◆ DATA EXCERPTS
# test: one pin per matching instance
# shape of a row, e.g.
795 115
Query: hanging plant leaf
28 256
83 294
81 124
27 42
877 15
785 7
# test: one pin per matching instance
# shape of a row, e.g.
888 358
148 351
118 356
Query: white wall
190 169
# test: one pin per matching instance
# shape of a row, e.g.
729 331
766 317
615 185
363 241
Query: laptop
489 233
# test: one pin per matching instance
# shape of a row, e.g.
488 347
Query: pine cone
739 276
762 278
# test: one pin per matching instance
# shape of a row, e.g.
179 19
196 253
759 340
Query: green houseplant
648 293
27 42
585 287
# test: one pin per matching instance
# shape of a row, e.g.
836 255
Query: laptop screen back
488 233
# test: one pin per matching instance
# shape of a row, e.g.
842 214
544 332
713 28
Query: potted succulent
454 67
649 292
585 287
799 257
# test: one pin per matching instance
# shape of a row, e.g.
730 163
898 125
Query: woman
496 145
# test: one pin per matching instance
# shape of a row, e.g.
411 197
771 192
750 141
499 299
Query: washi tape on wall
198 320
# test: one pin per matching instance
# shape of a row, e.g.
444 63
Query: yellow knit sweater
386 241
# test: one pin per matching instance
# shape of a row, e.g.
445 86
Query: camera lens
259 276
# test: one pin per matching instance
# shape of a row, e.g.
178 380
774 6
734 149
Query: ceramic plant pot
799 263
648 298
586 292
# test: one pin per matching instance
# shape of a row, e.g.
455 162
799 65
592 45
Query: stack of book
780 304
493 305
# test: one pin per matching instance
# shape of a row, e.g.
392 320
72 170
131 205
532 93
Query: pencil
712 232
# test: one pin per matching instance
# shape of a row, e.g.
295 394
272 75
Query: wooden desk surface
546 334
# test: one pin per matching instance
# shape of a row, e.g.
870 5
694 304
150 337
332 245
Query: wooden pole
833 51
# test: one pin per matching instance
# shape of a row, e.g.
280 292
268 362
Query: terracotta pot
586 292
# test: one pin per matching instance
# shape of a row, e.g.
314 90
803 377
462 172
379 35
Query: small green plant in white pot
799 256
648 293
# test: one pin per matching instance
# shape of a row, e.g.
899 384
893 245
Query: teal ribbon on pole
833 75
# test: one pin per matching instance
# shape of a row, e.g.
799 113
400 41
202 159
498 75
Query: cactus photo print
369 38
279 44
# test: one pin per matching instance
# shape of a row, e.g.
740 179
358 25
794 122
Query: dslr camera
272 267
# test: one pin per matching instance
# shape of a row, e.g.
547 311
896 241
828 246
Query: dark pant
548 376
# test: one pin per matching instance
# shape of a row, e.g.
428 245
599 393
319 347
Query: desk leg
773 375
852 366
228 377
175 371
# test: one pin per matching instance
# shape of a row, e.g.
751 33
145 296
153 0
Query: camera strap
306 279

◆ BRIEF
Whatever the material above holds, copy it over exactly, line by line.

◆ FINAL ANSWER
# test: one pin per matching instance
# shape of a row, e.g.
795 115
Query: hanging plant leaf
28 256
83 294
81 124
27 42
877 15
785 7
# test: one pin per matching instance
# shape of a row, e.g.
888 358
148 351
118 356
Query: white wall
190 169
# test: one pin per matching instance
# shape of a row, e.g.
729 331
766 317
615 185
363 241
Query: laptop
489 233
# test: one pin per matching instance
# shape of a row, e.g.
488 347
Query: pine cone
739 276
762 278
# test: one pin per matching instance
# shape of a row, e.g.
179 19
196 253
759 340
Query: green houseplant
648 293
27 42
585 287
# test: one pin per matching instance
# shape of a row, e.g.
836 255
Query: laptop screen back
488 233
# test: one pin per matching instance
# shape of a row, e.g.
842 214
544 332
713 28
Query: potted succulent
454 67
649 292
585 287
799 257
# test: one pin per matching instance
# shape of a row, e.g.
730 163
898 125
Query: woman
496 145
# test: one pin per matching instance
# shape of a row, e.g.
411 197
771 192
750 141
499 299
Query: washi tape on wall
198 320
# test: one pin per matching instance
# shape of a row, e.g.
444 63
Query: yellow knit sweater
386 241
# test: one pin per matching instance
# shape of a row, e.g.
445 86
Query: camera lens
259 276
# test: one pin per matching instance
# shape of a row, e.g.
178 380
774 6
734 149
Query: ceramic plant pot
799 263
648 298
586 292
# test: one pin per matching instance
# shape of a row, e.g.
455 162
799 65
592 45
Query: stack of book
780 304
493 305
# test: one pin per matching instance
# shape of a row, e.g.
392 320
72 170
131 205
532 93
Query: pencil
712 232
# test: one pin per matching instance
# shape of a row, e.g.
295 394
272 75
Query: wooden desk surface
546 334
# test: one pin per matching instance
# shape of a row, e.g.
870 5
694 304
150 337
332 245
Query: wooden pole
833 51
# test: one pin per matching instance
# shape of a row, e.g.
280 292
268 362
Query: terracotta pot
586 292
# test: one pin per matching instance
# shape of a row, e.g.
314 90
803 377
462 172
379 35
Query: small green plant in white pot
799 256
648 293
# test: one pin per matching instance
# shape of a row, e.g.
899 384
893 245
Query: teal ribbon on pole
833 75
# test: one pin per matching instance
# shape of a row, e.g.
799 113
400 41
202 159
498 75
Query: cactus photo print
369 38
279 44
# test: one pin per matching instance
# shape of a row, e.g.
740 179
358 25
794 122
Query: dslr camera
272 267
# test: one pin per matching instance
# shape of a row, e.g.
547 311
896 241
828 246
Query: dark pant
548 376
# test: one pin per matching instance
# shape of a row, e.g.
428 245
599 393
319 347
Query: desk leg
773 375
852 366
228 377
175 371
# test: one pin per matching instance
# shape of a row, e.g.
751 33
145 296
153 0
Query: camera strap
306 279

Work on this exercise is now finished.